Instruction: Extract the complete data exactly as given.

--- Begin Exercise materials ---

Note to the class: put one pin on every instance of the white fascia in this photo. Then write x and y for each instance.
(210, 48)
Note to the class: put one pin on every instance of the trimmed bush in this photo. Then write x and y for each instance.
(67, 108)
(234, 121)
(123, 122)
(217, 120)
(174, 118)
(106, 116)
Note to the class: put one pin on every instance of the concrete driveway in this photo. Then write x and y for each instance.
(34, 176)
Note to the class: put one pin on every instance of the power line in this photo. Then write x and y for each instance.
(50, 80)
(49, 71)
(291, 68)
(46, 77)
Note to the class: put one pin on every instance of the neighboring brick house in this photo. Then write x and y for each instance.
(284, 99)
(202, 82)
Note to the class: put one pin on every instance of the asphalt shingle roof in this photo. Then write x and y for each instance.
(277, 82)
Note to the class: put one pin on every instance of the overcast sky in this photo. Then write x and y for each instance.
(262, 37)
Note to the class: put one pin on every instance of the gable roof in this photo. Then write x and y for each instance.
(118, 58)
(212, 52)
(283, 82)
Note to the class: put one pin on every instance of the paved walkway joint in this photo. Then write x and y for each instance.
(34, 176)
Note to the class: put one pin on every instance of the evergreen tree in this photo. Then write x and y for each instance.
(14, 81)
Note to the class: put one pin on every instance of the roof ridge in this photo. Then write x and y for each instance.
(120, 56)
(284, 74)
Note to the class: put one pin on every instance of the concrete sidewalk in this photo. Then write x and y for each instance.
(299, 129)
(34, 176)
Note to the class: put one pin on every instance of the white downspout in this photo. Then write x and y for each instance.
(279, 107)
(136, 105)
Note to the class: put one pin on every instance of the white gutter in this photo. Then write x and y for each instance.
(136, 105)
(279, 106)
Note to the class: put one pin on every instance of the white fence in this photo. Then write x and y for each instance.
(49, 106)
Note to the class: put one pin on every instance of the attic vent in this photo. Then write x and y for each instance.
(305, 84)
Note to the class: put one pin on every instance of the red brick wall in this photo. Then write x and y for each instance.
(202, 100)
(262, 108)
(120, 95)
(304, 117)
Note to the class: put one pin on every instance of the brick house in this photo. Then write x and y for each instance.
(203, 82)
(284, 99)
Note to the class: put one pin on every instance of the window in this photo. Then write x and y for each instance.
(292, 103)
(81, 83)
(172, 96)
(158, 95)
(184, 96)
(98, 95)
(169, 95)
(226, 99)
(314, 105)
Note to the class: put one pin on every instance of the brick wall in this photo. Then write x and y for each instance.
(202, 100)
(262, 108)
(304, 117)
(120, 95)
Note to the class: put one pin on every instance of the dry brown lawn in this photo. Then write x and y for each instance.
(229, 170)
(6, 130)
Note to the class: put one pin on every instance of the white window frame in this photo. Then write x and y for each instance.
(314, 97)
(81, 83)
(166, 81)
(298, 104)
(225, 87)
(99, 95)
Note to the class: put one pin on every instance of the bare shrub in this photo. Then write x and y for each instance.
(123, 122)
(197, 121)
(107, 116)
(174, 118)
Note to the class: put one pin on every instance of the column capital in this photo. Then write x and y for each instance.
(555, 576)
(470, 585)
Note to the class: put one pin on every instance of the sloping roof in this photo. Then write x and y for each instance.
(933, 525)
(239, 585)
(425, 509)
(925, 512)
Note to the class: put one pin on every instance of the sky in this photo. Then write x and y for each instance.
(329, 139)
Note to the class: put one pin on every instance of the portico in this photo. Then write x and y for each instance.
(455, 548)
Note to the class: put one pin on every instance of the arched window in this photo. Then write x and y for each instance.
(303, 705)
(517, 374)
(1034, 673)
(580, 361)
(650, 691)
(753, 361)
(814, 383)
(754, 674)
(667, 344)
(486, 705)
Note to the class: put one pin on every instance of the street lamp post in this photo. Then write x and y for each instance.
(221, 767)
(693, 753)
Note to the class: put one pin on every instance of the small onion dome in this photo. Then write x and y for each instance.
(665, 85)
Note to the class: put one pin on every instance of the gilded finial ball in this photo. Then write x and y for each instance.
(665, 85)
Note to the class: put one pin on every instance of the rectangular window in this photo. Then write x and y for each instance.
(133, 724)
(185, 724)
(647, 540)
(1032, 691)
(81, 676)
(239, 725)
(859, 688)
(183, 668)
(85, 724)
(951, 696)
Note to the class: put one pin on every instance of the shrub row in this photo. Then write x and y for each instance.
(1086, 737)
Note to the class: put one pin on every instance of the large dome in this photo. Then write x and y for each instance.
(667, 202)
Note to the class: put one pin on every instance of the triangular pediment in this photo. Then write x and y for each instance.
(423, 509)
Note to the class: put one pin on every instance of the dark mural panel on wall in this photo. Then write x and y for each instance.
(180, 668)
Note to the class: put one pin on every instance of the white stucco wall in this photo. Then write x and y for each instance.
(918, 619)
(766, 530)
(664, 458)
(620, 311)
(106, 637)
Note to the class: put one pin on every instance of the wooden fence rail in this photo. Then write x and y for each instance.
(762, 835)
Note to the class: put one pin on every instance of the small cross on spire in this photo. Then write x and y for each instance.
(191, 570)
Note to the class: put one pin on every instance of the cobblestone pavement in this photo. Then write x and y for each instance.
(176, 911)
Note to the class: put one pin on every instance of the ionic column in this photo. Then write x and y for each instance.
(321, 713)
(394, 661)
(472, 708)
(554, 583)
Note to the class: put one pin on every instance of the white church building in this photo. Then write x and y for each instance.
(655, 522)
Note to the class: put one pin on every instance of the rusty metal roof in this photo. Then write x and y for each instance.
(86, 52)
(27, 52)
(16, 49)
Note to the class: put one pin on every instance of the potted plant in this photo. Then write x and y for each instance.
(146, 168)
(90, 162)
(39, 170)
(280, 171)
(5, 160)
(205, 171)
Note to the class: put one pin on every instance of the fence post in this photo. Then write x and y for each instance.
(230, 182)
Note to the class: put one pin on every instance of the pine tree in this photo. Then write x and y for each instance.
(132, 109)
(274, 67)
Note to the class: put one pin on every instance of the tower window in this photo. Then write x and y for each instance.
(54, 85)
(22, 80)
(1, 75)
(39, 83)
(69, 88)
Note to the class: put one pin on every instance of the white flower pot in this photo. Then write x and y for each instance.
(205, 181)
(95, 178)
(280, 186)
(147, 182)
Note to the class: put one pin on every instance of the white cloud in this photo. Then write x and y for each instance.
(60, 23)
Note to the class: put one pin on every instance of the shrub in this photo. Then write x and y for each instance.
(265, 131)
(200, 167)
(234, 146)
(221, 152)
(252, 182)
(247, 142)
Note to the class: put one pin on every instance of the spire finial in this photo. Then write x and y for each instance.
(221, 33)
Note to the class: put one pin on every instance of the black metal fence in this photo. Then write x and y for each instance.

--- End Exercise materials ---

Task output:
Note to the class: put one pin on every instance of the white fascia in this photo. Then write x and y for each instance.
(210, 48)
Note to the class: put one pin on every instance of the trimmed bush in this photo. Then write x and y for each instance.
(67, 108)
(234, 121)
(123, 122)
(217, 120)
(174, 118)
(106, 116)
Note to the class: put one pin on every instance of the concrete driveway in this photo. Then write x and y for each instance.
(34, 176)
Note to the class: put one pin on every instance of the power line in this photo. Then write x and y for each instance.
(50, 80)
(49, 71)
(291, 68)
(46, 77)
Note to the class: put one pin on every instance of the neighboring brick house in this photo. Then write x and y for each instance.
(284, 99)
(202, 82)
Note to the class: put one pin on every instance of the asphalt shingle roof in this photo. Then write x and y for each instance.
(277, 82)
Note to the class: put one pin on every instance of the overcast sky in this photo. Then write x and y for each instance.
(262, 37)
Note to the class: put one pin on every instance of the gable roof in this photo. Then write x and y for each instance.
(118, 58)
(212, 52)
(283, 82)
Note to the class: put one pin on every instance of the paved walkway joint in this photo. Then write x and y for each instance.
(34, 176)
Note to the class: put one pin on every instance of the evergreen tree in this photo. Then write x and y for each instance.
(14, 81)
Note to the class: put one pin on every instance of the roof ridge in this photo. Then write x and y for each instance.
(120, 56)
(284, 74)
Note to the class: put one pin on every instance of the concrete sidewalk in this photo. Then write x and y for each instance.
(299, 129)
(34, 176)
Note to the class: put one pin on every instance of the white downspout in this photo. Then write x and y for each instance.
(279, 107)
(136, 105)
Note to the class: put one pin on every instance of the white gutter in this photo. Then write x and y for each instance.
(136, 105)
(279, 106)
Note to the class: put one pin on every instance of the white fence in this photo. Then write x and y for each instance.
(49, 106)
Note to the class: put one pin on every instance of the attic vent in this photo. Then write x and y for each instance.
(305, 84)
Note to the class: put one pin on every instance of the red brick wall in this photo. Then write x and y for each instance.
(202, 100)
(262, 108)
(120, 95)
(304, 117)
Note to the class: put one pin on every instance of the brick house in this photo. Then write x and y for each instance.
(203, 82)
(284, 99)
Note to the class: put one pin on every instance of the window in this photo. Then write x and y for each instance.
(292, 103)
(81, 83)
(172, 96)
(158, 95)
(184, 96)
(98, 95)
(169, 95)
(226, 99)
(314, 105)
Note to the class: put one pin on every instance of the brick wall in this photo. Then write x and y for each instance.
(202, 100)
(262, 108)
(304, 117)
(120, 95)
Note to the class: put one pin on every instance of the dry brown lawn in this photo. Then write x and y for each instance.
(229, 170)
(6, 130)
Note to the class: put one pin on every instance of the white window frame in this photo. Then write x and y for each instance.
(314, 97)
(81, 83)
(166, 81)
(298, 104)
(225, 87)
(99, 95)
Note to the class: put one pin on every instance of the bare shrub in this photo. Then write x and y for each instance.
(123, 122)
(197, 121)
(107, 116)
(174, 118)
Note to the class: put one pin on every instance of the column capital in this photo. Then write x and y for each instance.
(555, 576)
(470, 585)
Note to the class: put one pin on every instance of the sloping roof in this photo. Then write x and y for each instance.
(933, 525)
(239, 585)
(425, 509)
(925, 512)
Note to the class: put one pin on every instance of the sky in this photo. Then write x and y for each instance.
(329, 139)
Note to the class: put one pin on every instance of the portico in this photo. Then write x and y for each instance.
(455, 548)
Note to the class: put one pin on every instance of the arched window in this photo. Then write x and y for each instance.
(303, 705)
(517, 374)
(1034, 673)
(580, 361)
(650, 691)
(753, 361)
(814, 383)
(754, 674)
(667, 344)
(486, 705)
Note to the class: put one pin on every instance of the street lamp post in this photo. Then write x and y for each instance.
(221, 767)
(693, 753)
Note to the class: put one pin on every instance of the small onion dome in this photo. Then write x and y for each instance.
(665, 85)
Note to the class: put one pin on every instance of the gilded finial ball in this photo. Then write x and y for each instance.
(665, 85)
Note to the class: put one pin on every instance of the rectangular window in this photo. Then write x and y for each instance.
(133, 724)
(185, 724)
(647, 540)
(1032, 691)
(81, 676)
(239, 725)
(859, 688)
(183, 668)
(85, 724)
(951, 696)
Note to the class: put one pin on every instance of the shrub row in this photo. Then write x and y for each instance.
(1086, 737)
Note to the class: put one pin on every instance of the large dome in this photo. Then write x and y for each instance.
(667, 202)
Note to the class: put one pin on every instance of the triangular pediment in this photo. Then write x and y for each instance.
(423, 509)
Note to the class: put one pin on every instance of the dark mural panel on wall in this photo. Then write x and y for each instance.
(180, 668)
Note to the class: put one pin on every instance of the white stucco wall in this photo. Then write x and y for each instance.
(918, 619)
(766, 530)
(664, 458)
(620, 311)
(106, 637)
Note to the class: put one pin on every instance of the wooden fence rail in this photo. Then write x and y for each instance.
(762, 835)
Note to the class: put one pin on every instance of the small cross on spire in this photo. Then write x and y for each instance.
(191, 570)
Note to the class: put one pin on every instance of the cobblestone pavement in this photo. Then write x and y for each instance.
(176, 911)
Note to the class: put one pin on every instance of the ionic column in this photo. Then write x and y for each instance.
(321, 713)
(394, 661)
(472, 708)
(554, 583)
Note to the class: put one pin on every instance of the white church building in this photo. Then write x and y for each instance.
(655, 522)
Note to the class: put one pin on every instance of the rusty metal roof in this photo. Then write x and y for each instance.
(86, 52)
(27, 52)
(16, 49)
Note to the class: put one pin on every instance of the potted plant in this photo. Then write x and y for each instance.
(146, 168)
(90, 162)
(39, 170)
(280, 171)
(5, 160)
(205, 171)
Note to the class: put one pin on every instance of the fence post in this photo. Then write x and y for each instance.
(230, 182)
Note to the class: put one pin on every instance of the pine tree in this photo. Then write x and y for each instance.
(132, 109)
(274, 67)
Note to the class: put one pin on every instance of the tower window in this photo. Then write x and y for each instance.
(54, 85)
(22, 80)
(1, 75)
(39, 83)
(69, 88)
Note to the class: put one pin on every instance of the white flower pot in this photo. Then write x and y for each instance.
(205, 181)
(95, 178)
(280, 186)
(147, 182)
Note to the class: put one pin on every instance of the white cloud in this photo. Then write x and y for each instance.
(60, 23)
Note to the class: put one pin on every instance of the shrub in this photo. Then write x and y for each instance.
(265, 131)
(200, 167)
(234, 146)
(221, 152)
(252, 182)
(247, 142)
Note to the class: put one pin on every instance of the spire finial in this photo. Then write x and y for each instance.
(221, 33)
Note to the class: put one pin on every instance of the black metal fence in this photo. Then write x and y for each instance.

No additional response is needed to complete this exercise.